(Stored entries)
* START *

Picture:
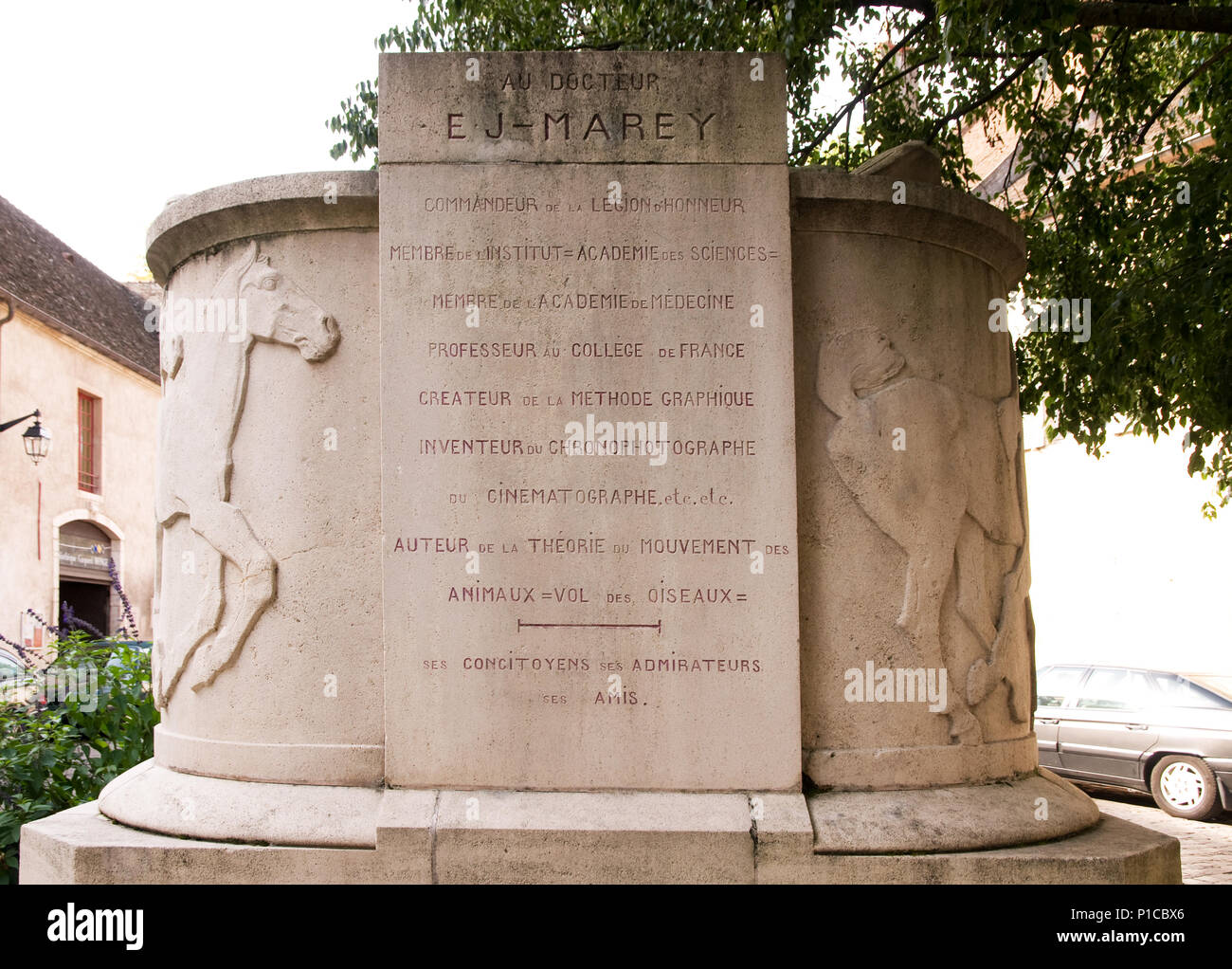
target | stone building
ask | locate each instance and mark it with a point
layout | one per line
(74, 347)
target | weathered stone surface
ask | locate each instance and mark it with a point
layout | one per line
(915, 631)
(81, 846)
(1025, 810)
(267, 652)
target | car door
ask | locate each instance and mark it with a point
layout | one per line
(1108, 729)
(1055, 686)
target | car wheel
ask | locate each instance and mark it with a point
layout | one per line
(1184, 787)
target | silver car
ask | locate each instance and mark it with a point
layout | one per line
(1166, 734)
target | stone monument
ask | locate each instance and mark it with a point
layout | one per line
(587, 497)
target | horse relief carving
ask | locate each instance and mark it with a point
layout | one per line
(925, 498)
(205, 381)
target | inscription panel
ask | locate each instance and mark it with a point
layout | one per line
(589, 466)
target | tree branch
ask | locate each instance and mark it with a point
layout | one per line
(982, 100)
(865, 89)
(1179, 87)
(1154, 16)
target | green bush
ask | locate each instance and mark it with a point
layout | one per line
(57, 755)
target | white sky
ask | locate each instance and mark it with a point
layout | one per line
(110, 107)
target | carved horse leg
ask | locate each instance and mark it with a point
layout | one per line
(226, 530)
(208, 612)
(928, 574)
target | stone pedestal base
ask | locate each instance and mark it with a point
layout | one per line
(492, 836)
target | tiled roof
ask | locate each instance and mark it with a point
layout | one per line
(66, 291)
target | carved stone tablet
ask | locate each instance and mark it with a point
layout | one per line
(587, 397)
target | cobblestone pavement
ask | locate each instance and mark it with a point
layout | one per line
(1205, 846)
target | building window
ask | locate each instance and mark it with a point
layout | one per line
(89, 443)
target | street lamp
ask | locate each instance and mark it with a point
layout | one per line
(36, 439)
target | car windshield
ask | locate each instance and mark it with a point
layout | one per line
(1181, 692)
(1056, 683)
(1116, 689)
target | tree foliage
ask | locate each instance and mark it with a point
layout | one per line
(1116, 111)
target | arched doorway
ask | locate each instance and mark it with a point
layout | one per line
(85, 583)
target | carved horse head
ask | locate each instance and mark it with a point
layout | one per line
(276, 310)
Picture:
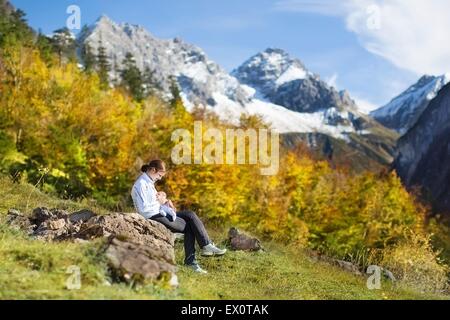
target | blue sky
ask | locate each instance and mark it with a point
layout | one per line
(231, 31)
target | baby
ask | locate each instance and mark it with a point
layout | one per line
(167, 207)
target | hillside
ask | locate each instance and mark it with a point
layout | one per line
(30, 269)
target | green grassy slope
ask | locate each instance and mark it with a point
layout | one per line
(36, 270)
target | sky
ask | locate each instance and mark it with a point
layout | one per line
(375, 49)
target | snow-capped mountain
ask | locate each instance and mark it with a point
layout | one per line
(204, 82)
(285, 81)
(423, 152)
(271, 84)
(403, 111)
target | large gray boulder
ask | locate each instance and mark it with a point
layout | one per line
(137, 249)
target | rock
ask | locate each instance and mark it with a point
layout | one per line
(40, 215)
(134, 262)
(131, 227)
(137, 249)
(348, 266)
(239, 241)
(18, 221)
(81, 216)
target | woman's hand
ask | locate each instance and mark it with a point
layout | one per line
(170, 204)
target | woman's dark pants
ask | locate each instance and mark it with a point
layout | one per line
(188, 223)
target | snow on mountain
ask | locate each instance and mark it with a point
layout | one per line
(403, 111)
(271, 84)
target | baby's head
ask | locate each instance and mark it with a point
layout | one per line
(161, 197)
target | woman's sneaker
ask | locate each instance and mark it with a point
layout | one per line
(196, 268)
(211, 250)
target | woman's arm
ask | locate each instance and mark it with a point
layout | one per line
(170, 204)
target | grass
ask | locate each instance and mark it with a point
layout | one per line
(36, 270)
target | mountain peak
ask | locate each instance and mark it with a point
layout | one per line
(104, 19)
(270, 69)
(404, 110)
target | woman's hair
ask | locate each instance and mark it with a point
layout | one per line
(158, 165)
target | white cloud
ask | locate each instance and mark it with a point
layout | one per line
(364, 105)
(325, 7)
(411, 34)
(332, 81)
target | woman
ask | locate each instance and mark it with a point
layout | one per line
(145, 200)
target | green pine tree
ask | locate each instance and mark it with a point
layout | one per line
(64, 44)
(88, 58)
(152, 86)
(131, 77)
(103, 65)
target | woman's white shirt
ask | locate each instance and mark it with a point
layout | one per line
(143, 194)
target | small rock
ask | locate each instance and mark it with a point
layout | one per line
(134, 262)
(348, 266)
(40, 215)
(240, 241)
(18, 221)
(81, 216)
(56, 224)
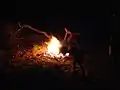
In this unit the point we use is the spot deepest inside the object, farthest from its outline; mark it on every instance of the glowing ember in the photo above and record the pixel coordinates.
(50, 49)
(54, 46)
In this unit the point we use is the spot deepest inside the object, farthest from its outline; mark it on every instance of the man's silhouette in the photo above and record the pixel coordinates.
(70, 45)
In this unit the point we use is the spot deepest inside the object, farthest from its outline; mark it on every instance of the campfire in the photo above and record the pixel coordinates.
(47, 54)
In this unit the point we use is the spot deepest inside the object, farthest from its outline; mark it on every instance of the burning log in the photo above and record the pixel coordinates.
(47, 54)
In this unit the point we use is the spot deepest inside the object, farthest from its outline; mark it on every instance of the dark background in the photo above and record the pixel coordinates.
(95, 21)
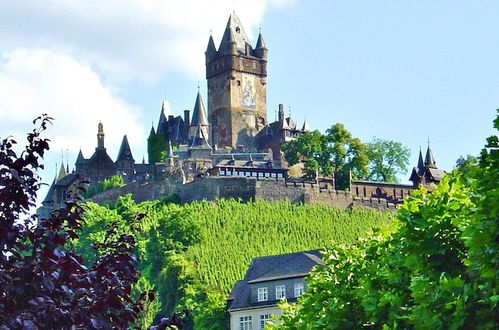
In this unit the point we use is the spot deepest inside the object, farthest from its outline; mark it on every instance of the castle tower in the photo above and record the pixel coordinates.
(237, 96)
(125, 162)
(198, 119)
(100, 137)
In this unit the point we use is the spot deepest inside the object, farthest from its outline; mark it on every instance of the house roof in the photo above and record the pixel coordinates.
(272, 268)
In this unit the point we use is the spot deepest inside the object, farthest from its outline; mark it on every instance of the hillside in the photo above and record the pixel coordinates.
(192, 254)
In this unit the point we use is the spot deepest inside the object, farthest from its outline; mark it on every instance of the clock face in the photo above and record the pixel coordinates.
(248, 91)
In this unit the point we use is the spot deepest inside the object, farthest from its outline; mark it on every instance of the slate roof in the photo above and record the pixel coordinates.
(199, 114)
(234, 32)
(125, 153)
(246, 163)
(272, 268)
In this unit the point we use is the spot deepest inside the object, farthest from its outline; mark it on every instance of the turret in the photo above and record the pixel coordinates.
(280, 114)
(199, 118)
(229, 44)
(429, 160)
(305, 127)
(260, 49)
(100, 136)
(420, 160)
(170, 160)
(211, 50)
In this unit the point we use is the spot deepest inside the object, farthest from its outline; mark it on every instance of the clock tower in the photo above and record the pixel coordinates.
(237, 96)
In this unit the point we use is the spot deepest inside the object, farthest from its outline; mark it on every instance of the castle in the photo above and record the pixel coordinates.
(232, 139)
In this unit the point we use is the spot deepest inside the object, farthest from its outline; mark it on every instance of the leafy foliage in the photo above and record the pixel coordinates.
(107, 184)
(313, 148)
(336, 151)
(192, 254)
(438, 270)
(386, 160)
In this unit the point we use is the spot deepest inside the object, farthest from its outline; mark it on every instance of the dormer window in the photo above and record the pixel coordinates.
(263, 294)
(280, 291)
(299, 289)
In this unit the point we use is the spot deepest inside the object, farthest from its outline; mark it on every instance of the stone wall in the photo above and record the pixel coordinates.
(246, 189)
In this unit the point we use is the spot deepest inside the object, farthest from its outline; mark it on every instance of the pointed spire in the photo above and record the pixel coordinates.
(429, 160)
(211, 50)
(234, 38)
(152, 133)
(200, 141)
(62, 172)
(199, 114)
(80, 159)
(305, 127)
(171, 161)
(125, 153)
(162, 128)
(100, 136)
(260, 43)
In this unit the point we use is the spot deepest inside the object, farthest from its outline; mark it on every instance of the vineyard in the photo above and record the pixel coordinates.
(192, 254)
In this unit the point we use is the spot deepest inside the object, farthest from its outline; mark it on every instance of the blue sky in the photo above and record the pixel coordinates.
(400, 70)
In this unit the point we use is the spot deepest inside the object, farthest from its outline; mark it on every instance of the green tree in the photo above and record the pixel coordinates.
(349, 155)
(386, 160)
(438, 269)
(336, 151)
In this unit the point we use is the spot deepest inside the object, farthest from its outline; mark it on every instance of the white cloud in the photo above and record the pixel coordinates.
(33, 82)
(127, 38)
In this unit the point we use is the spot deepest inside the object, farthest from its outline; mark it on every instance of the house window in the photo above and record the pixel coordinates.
(299, 289)
(245, 323)
(263, 294)
(280, 291)
(264, 318)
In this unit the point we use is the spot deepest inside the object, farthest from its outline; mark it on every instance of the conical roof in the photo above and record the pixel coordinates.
(50, 194)
(80, 159)
(260, 43)
(210, 49)
(429, 160)
(200, 141)
(199, 114)
(420, 160)
(162, 122)
(152, 133)
(125, 153)
(305, 127)
(234, 32)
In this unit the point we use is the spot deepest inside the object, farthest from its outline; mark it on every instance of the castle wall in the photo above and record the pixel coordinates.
(245, 189)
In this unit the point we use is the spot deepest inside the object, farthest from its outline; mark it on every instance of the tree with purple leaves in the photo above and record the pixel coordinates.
(42, 284)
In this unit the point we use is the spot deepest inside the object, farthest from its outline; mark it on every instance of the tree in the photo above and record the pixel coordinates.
(386, 160)
(436, 269)
(313, 148)
(42, 285)
(349, 155)
(336, 151)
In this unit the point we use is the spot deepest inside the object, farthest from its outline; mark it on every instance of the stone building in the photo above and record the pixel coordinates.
(253, 300)
(229, 137)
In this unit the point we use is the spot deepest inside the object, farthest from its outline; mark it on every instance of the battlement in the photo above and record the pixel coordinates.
(245, 189)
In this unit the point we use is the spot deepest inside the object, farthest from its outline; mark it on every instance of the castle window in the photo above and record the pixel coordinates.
(280, 291)
(263, 294)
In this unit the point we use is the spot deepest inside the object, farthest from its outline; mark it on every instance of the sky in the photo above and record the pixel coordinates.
(409, 71)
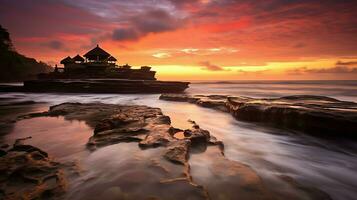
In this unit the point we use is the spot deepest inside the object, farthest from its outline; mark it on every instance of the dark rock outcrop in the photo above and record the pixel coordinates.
(13, 65)
(316, 115)
(121, 86)
(150, 128)
(28, 173)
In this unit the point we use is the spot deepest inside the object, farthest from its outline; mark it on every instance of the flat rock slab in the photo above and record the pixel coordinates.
(28, 173)
(150, 128)
(316, 115)
(173, 147)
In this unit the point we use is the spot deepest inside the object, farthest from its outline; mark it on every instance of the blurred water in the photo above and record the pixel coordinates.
(272, 153)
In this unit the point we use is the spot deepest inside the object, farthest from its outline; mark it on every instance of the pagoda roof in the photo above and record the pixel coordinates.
(66, 60)
(78, 58)
(97, 51)
(111, 58)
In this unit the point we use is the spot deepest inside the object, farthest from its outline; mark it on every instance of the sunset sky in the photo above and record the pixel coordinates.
(195, 39)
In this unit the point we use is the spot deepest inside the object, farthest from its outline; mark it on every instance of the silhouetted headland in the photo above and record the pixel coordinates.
(98, 72)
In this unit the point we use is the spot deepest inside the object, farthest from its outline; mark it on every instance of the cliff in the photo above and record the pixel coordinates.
(15, 66)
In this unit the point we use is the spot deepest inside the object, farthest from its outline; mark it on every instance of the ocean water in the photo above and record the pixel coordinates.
(329, 166)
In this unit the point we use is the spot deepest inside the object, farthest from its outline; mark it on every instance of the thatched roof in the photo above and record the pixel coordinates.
(111, 58)
(97, 51)
(78, 58)
(67, 60)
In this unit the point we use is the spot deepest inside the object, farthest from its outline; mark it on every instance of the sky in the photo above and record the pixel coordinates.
(195, 39)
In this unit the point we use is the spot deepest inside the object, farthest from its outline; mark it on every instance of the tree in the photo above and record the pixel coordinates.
(14, 66)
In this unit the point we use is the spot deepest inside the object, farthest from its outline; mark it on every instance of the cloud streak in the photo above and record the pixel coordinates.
(152, 21)
(206, 65)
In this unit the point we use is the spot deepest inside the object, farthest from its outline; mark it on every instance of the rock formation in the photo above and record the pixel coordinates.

* END *

Aim of the task:
Copy the material word for word, from the line containing "of the thatched" through the end of the material, with both ends included.

Task response:
In this unit the point we use is the spot deepest inside the object, farthest from its outline; mark it on every instance of the thatched roof in the photo above and record the pixel coordinates.
(111, 58)
(97, 51)
(78, 58)
(67, 60)
In this unit the point we use is the spot deepest inside the object, farthest from its outline; mark it on every instance of the sky in the photo above and record the pixel coordinates.
(195, 39)
In this unit the point we use is the spot deepest inside the object, farthest from its outline; mark it on every instance of the tree in the photo above and record the pixel coordinates.
(14, 66)
In this unit the point we use is the spot deepest inside the object, farthest from its outline; mark it on every instance of the cloud streak in the photo above and record the pixel coordinates.
(152, 21)
(206, 65)
In this unit the point we use is the spot deepest inside the object, farthest from its outline; mark it on every instance of the rock formation in the photo above and record the pixel coordinates.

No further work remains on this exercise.